Plus: You'll help meet your patients' changing payment needs, too.
Because every dollar counts, every group needs to find ways to improve billing and collections -- and subsequently, the bottom line. Embracing new technologies just might be the way to meet your patients' billing/payment needs and ensure your practice gets every dollar it deserves.
"With patients assuming a greater percentage responsibility for their medical bills, there has never been a more important time for practices to evaluate the methods they use to process and collect payments," says Scott McCollum, president of BillingTree in Phoenix, Ariz. "We've found that many practices still only have the ability to collect payment at the time of service."
Start with These 12 Ideas
Take a look at this rundown of 12 ideas from McCollum that might help your practice improve customer service and boost the bottom line. Then, implement the ones that work in your practice and watch your A/R improve.
1. Convenience Fees:
Consider either a 'No Fee to Biller' model using pre-set flat convenience fees collected by your processor to retain 100 percent of your billable amounts, or a 'Biller Keeps the Fee' model to create a new revenue stream and forecast the positive impact to your bottom line.
2. Account Verification:
Verify the accuracy of the customer's account information and likeliness of successful pay before establishing recurring payment plans to avoid costly and time consuming setups or repeated returned payments.
3. Virtual Agents:
Let computer-based algorithms handle payment options on qualifying account balances leaving agents and customer service reps free for other tasks.
4. ACH:
Accept payments via ACH and reduce your processing fees while increasing customer satisfaction through providing more efficient cash management capabilities compared to traditional paper payments.

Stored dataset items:
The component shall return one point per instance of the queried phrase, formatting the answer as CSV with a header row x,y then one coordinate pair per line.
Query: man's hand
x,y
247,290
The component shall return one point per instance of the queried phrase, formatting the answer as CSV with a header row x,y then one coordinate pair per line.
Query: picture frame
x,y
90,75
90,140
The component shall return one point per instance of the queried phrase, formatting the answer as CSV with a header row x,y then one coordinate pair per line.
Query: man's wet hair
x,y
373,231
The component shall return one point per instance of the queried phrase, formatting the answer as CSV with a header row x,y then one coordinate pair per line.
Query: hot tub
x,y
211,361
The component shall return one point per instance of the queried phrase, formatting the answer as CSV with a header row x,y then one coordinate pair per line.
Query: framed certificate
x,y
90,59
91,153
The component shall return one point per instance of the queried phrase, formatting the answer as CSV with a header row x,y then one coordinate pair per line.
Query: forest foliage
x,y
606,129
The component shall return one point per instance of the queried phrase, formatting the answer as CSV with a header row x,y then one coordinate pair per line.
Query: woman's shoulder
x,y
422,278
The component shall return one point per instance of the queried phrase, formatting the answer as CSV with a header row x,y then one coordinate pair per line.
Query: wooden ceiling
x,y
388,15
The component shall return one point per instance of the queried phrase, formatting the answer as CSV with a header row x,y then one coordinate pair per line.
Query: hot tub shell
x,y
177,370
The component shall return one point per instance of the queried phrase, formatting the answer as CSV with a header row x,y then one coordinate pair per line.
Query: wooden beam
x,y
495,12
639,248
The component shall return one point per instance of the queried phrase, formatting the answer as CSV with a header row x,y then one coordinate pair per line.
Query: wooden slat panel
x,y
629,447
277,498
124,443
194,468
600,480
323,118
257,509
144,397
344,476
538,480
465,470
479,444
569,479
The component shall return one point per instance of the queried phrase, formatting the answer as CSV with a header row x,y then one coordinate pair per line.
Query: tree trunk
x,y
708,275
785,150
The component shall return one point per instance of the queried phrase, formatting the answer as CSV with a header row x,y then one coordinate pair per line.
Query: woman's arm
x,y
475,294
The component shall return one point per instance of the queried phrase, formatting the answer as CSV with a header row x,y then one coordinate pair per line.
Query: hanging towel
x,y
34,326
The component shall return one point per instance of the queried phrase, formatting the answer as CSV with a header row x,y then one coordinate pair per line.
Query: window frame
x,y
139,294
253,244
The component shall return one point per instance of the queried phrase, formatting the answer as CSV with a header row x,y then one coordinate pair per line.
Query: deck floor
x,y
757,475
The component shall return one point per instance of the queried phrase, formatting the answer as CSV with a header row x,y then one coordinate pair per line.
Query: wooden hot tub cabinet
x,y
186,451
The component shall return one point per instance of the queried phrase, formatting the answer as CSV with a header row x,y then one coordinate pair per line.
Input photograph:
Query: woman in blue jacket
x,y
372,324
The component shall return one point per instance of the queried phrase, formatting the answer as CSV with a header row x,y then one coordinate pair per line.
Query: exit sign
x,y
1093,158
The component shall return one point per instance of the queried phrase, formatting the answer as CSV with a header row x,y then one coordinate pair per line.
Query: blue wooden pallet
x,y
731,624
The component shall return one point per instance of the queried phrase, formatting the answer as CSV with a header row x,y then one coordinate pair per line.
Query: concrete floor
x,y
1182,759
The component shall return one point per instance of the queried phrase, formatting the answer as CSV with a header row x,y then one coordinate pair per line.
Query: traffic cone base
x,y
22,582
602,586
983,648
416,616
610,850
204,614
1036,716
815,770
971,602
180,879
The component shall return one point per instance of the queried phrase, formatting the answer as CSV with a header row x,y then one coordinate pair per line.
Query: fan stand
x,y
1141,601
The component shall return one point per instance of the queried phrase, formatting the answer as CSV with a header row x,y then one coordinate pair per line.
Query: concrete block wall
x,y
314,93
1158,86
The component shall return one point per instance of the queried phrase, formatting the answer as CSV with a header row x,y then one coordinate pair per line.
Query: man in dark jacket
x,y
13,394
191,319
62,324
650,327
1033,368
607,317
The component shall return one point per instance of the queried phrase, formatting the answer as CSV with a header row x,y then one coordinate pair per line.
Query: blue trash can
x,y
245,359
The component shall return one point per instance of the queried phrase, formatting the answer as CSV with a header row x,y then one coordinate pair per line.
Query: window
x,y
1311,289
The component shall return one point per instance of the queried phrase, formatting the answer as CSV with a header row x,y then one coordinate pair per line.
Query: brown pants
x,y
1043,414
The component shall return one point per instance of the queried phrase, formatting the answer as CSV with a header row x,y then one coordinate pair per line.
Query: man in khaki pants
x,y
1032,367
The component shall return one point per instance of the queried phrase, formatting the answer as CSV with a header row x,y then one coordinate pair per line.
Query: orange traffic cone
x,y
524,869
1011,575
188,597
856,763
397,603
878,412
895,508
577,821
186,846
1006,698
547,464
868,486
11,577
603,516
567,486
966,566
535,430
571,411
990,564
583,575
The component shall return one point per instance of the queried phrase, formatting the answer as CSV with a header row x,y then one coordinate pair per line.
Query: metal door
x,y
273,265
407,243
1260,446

▶ Task set
1/ In the article on improving practice payment collections, rewrite the part starting at "Because every dollar" and ending at "dollar it deserves.", changing "technologies" to "tools".
2/ According to the article on improving practice payment collections, what position does Scott McCollum hold?
3/ List every numbered idea heading in the article on improving practice payment collections.

▶ Numbered responses
1/
Because every dollar counts, every group needs to find ways to improve billing and collections -- and subsequently, the bottom line. Embracing new tools just might be the way to meet your patients' billing/payment needs and ensure your practice gets every dollar it deserves.

2/ He is president of BillingTree in Phoenix, Ariz.

3/
Convenience Fees
Account Verification
Virtual Agents
ACH